(Required task) Copy the data word for word, beginning at the line that contains "for rear wheel" and stopping after the line that contains "(289, 391), (1055, 723)".

(Dataset)

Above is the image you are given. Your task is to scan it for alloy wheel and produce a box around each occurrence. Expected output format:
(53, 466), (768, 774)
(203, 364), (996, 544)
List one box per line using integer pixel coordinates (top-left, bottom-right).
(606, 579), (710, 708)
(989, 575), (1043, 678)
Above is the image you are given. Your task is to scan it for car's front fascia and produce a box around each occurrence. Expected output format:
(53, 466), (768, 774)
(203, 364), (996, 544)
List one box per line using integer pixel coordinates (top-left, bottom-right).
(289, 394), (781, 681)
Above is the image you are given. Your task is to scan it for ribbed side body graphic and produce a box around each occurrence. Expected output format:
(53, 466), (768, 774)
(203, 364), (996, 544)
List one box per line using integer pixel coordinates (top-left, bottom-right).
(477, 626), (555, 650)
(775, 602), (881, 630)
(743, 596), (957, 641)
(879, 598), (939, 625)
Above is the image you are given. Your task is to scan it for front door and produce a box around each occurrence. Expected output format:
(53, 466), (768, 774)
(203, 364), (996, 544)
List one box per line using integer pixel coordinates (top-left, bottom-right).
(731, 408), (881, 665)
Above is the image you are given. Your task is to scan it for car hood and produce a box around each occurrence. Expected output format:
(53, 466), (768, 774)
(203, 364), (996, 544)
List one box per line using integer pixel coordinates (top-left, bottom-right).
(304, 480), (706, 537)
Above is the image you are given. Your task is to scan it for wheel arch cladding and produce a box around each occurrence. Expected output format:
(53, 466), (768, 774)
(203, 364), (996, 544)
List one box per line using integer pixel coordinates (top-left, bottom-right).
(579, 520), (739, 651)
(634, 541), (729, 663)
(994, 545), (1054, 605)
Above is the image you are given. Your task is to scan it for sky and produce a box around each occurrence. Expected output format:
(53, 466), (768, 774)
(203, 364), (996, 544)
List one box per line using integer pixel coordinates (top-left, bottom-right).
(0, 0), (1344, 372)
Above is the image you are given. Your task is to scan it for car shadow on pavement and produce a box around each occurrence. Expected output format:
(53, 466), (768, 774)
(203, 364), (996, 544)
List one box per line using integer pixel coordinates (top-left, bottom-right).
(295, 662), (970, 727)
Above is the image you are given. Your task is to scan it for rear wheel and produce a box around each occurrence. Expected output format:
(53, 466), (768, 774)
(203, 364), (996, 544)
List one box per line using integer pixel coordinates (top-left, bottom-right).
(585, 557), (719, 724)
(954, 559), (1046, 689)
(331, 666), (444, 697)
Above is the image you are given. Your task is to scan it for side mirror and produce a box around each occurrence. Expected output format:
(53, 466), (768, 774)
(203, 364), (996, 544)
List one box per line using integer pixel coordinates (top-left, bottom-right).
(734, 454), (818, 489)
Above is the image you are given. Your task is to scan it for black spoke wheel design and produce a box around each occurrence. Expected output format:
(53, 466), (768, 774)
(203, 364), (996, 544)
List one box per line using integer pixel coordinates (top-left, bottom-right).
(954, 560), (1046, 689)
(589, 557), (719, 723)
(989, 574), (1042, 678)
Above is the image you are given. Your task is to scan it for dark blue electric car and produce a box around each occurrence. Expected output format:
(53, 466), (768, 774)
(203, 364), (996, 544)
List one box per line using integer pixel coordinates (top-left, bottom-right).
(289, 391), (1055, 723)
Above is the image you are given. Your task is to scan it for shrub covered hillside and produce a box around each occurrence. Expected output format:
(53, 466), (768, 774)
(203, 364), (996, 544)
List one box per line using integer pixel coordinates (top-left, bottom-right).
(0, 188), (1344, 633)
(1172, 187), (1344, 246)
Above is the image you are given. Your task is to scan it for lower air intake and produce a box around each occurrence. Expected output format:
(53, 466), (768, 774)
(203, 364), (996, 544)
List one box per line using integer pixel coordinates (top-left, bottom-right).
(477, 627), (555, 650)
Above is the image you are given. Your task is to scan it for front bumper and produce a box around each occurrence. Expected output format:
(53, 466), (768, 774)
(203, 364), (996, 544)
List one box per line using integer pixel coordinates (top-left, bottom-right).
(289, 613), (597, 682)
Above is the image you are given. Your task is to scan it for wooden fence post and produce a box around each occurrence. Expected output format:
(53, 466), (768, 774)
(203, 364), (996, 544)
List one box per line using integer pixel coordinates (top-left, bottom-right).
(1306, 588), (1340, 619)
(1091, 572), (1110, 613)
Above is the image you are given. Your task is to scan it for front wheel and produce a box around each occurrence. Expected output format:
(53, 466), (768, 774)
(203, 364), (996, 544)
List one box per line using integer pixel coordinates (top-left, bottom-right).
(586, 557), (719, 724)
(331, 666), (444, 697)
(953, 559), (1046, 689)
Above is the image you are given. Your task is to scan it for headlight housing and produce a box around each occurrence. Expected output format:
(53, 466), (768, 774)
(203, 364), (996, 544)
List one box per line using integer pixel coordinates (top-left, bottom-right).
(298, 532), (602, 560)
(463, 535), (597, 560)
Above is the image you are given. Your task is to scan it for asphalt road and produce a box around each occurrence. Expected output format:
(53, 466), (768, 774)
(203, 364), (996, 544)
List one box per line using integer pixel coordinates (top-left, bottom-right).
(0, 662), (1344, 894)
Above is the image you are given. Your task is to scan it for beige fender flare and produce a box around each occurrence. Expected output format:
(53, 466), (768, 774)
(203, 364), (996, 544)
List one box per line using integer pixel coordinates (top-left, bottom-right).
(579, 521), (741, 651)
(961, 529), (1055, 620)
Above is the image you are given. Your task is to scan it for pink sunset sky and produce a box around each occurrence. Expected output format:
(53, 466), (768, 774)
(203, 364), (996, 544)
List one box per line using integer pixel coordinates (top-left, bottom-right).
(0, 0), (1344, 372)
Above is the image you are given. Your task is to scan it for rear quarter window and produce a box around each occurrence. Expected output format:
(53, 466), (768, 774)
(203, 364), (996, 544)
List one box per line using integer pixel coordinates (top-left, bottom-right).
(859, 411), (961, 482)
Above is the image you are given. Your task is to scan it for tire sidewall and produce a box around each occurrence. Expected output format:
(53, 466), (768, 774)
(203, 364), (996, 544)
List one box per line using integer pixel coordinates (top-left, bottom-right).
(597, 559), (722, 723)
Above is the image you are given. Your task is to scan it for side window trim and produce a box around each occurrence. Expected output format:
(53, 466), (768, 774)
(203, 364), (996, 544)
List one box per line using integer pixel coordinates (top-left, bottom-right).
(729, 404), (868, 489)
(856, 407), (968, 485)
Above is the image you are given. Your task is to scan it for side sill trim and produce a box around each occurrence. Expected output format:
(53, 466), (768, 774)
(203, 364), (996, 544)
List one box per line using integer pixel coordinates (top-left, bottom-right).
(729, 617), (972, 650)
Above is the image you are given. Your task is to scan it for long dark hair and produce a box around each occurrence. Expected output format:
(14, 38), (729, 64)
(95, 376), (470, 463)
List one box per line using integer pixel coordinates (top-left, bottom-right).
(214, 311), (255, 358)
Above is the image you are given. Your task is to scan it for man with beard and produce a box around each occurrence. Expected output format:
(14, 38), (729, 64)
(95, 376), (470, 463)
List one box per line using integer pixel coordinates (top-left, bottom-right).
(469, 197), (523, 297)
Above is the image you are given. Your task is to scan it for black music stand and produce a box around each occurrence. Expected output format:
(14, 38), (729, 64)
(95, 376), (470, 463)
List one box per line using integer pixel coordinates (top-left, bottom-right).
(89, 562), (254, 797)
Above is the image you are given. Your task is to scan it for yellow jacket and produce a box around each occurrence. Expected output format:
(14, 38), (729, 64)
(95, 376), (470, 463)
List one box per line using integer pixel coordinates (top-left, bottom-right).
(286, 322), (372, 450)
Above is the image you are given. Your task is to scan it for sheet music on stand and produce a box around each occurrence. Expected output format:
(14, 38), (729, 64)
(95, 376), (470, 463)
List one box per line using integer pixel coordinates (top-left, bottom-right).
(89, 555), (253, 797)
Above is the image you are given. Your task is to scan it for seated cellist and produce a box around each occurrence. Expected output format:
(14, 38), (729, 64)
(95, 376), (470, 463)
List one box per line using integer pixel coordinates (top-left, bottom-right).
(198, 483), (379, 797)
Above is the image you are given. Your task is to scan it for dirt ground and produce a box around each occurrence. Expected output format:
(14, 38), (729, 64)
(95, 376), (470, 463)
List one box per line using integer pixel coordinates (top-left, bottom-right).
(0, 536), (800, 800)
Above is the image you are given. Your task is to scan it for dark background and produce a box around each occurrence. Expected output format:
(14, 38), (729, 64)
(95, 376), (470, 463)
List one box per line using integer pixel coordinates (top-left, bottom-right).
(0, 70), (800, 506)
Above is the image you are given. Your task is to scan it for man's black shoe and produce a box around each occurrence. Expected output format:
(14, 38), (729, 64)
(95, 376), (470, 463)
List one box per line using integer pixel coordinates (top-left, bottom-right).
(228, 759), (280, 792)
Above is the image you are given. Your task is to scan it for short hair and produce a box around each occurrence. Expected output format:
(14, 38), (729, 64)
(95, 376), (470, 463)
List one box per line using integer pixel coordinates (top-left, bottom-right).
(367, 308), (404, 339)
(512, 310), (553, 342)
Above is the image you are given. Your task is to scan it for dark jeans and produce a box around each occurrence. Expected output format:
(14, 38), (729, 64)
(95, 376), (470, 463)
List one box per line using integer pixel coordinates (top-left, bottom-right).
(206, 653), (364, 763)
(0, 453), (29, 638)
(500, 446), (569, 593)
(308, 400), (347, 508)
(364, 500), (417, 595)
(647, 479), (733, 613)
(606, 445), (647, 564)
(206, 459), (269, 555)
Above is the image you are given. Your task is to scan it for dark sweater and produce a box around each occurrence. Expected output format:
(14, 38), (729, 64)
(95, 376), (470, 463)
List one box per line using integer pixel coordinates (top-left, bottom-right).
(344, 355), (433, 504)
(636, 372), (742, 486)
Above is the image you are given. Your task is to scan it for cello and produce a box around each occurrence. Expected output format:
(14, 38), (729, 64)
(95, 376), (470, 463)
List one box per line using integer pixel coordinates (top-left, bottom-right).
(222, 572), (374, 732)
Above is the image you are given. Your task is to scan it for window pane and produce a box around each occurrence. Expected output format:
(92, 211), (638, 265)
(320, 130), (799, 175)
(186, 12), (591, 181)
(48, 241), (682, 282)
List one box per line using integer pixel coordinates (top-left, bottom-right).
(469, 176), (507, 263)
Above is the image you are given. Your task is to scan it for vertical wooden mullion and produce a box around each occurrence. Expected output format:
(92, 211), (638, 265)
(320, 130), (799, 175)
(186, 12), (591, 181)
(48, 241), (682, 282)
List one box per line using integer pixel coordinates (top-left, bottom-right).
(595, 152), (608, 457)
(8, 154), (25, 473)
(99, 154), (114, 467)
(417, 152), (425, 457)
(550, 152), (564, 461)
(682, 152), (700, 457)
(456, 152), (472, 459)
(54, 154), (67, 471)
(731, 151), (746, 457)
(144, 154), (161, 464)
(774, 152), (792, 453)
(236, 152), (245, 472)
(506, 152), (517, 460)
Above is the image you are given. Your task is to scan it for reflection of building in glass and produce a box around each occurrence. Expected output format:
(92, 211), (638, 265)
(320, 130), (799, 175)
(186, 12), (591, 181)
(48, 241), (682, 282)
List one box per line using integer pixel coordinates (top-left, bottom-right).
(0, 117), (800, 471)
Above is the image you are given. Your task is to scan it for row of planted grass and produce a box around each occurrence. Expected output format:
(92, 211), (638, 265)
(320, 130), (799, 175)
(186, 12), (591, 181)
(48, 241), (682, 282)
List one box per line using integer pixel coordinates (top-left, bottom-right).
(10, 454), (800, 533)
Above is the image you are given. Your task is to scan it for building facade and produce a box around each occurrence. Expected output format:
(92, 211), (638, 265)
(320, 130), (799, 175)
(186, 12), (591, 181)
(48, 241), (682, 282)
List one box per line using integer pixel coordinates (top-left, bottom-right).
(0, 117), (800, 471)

(Solved problem)
Above is the image you are given. Your task is to scan it for rear wheel and produce a box around each occurrence. Expected output format:
(53, 466), (768, 774)
(203, 364), (996, 544)
List one box per line using integer pixel coordinates (top-left, bottom-right).
(585, 557), (719, 724)
(954, 559), (1046, 689)
(331, 666), (444, 697)
Above is the image you are given. Your task is to scan it for side mirror and produce a box around each occurrence. Expected output format:
(53, 466), (768, 774)
(203, 364), (996, 544)
List one box per line using integer pixel coordinates (top-left, bottom-right).
(734, 454), (818, 489)
Above is the image you are given. Your task is to scan it for black spoke wheel design and produce a box around each occurrence. Expected output format:
(53, 466), (768, 774)
(203, 364), (996, 544)
List one box per line using integer pixel coordinates (top-left, bottom-right).
(954, 560), (1046, 689)
(589, 557), (719, 723)
(989, 574), (1042, 678)
Above is the image you are given. Your task is to scan it for dark blue electric car and produce a box around each occurrence. Expected output format:
(53, 466), (768, 774)
(203, 364), (996, 544)
List one box per line using integer pixel coordinates (top-left, bottom-right).
(289, 391), (1055, 723)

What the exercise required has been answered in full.